Dataset rows:
+ + + + +

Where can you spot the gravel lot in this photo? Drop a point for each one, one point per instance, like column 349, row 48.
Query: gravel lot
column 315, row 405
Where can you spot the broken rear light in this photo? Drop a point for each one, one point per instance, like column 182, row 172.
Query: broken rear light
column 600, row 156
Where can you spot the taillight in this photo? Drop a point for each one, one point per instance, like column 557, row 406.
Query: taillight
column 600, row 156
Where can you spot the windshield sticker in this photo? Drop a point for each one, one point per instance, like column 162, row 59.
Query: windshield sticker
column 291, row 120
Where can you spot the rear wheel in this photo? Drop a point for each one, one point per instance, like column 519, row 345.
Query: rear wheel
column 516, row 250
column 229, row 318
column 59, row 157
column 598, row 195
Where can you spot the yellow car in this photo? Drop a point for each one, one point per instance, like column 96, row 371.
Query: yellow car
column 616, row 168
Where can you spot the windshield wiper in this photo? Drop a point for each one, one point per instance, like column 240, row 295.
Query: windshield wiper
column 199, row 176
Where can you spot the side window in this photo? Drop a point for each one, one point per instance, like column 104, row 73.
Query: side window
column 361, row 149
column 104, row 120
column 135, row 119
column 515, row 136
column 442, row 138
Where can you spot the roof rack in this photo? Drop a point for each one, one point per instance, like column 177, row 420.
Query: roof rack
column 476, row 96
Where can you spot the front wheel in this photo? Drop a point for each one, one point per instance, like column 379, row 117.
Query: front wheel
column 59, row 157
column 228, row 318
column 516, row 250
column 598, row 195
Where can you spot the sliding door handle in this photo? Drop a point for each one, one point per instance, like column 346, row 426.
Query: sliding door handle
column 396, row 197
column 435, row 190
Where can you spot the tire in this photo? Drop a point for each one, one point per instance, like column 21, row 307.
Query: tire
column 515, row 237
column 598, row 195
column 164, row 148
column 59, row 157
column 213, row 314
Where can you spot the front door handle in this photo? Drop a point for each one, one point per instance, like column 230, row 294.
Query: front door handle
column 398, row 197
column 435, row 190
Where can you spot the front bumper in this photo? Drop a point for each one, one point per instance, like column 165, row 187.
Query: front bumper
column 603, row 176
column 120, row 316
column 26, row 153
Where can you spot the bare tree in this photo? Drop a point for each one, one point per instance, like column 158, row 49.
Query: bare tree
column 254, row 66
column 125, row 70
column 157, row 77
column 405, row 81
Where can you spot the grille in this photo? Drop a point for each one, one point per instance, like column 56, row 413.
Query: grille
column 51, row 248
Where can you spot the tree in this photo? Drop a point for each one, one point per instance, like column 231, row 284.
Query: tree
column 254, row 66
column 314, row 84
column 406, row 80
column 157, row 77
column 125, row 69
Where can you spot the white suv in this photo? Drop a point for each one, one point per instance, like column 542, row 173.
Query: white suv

+ + + + +

Reproduce the entire listing above line for line, without changing a single character.

Where can you spot the gravel lot in this photo? Drop a point for each one, one point per instance, like column 349, row 48.
Query: gravel lot
column 315, row 405
Where can you spot the broken rear light in this photo? Drop a point for each one, one point per instance, like column 182, row 172.
Query: broken rear light
column 600, row 156
Where can you spot the taillight in this photo? Drop a point for each one, one point per instance, like column 557, row 406.
Query: taillight
column 600, row 156
Where can you spot the windshield sticker in this photo? Drop a point for each one, one point per instance, like column 162, row 59.
Query: windshield sticker
column 291, row 120
Where can you spot the rear wheel in this photo? Drop a point for each one, one point per instance, like column 519, row 345.
Query: rear wheel
column 516, row 250
column 229, row 318
column 59, row 157
column 598, row 195
Where can you spot the yellow car in this photo? Drop a point for each one, one point per instance, like column 96, row 371.
Query: yellow car
column 616, row 168
Where can you spot the windshield wiper in this photo? Drop a point for each one, one point per instance, like column 240, row 295.
Query: windshield wiper
column 199, row 176
Where can you spot the side window in this photo? Drop a point for each one, one point per instance, like column 104, row 73.
Query: side window
column 361, row 149
column 104, row 120
column 135, row 119
column 515, row 136
column 442, row 138
Where can you spot the roof rack in this photo? Drop a point for each one, one point per instance, like column 177, row 420.
Query: roof rack
column 476, row 96
Where can you spot the front wheel in this photo? Drop a point for each one, one point per instance, like column 379, row 117.
Query: front wheel
column 59, row 157
column 228, row 318
column 516, row 250
column 598, row 195
Where can you spot the sliding door handle in this photo? Drop a point for each one, one point per instance, like column 346, row 426.
Query: sliding door handle
column 396, row 197
column 435, row 190
Where can you spot the tire in this photo? Drop a point for each one, one point per instance, like column 21, row 307.
Query: tire
column 515, row 237
column 598, row 195
column 164, row 148
column 59, row 157
column 213, row 314
Where can you spot the front door handle in this photo? Drop a point for each one, one point per instance, like column 230, row 294.
Query: front door handle
column 398, row 197
column 435, row 190
Where can you spot the front bumper in this photo? Drop a point for each one, one point per instance, like column 165, row 187.
Query: front bumper
column 603, row 176
column 120, row 316
column 26, row 153
Where can you spot the bare tree in this photo? Drop a point for each one, one point per instance, like column 158, row 49.
Query: bare tree
column 254, row 66
column 125, row 70
column 157, row 77
column 405, row 81
Where can you spot the grille in this photo? Drop a point for each one, one point per instance, like column 56, row 413.
Query: grille
column 51, row 248
Where can you spot the tree in this photo? Drop a point for each one, one point per instance, like column 231, row 284.
Query: tree
column 254, row 66
column 314, row 84
column 406, row 80
column 157, row 77
column 125, row 69
Where can you spot the white suv in this photo? Drop a point for each one, one point per instance, like column 542, row 173.
Query: white suv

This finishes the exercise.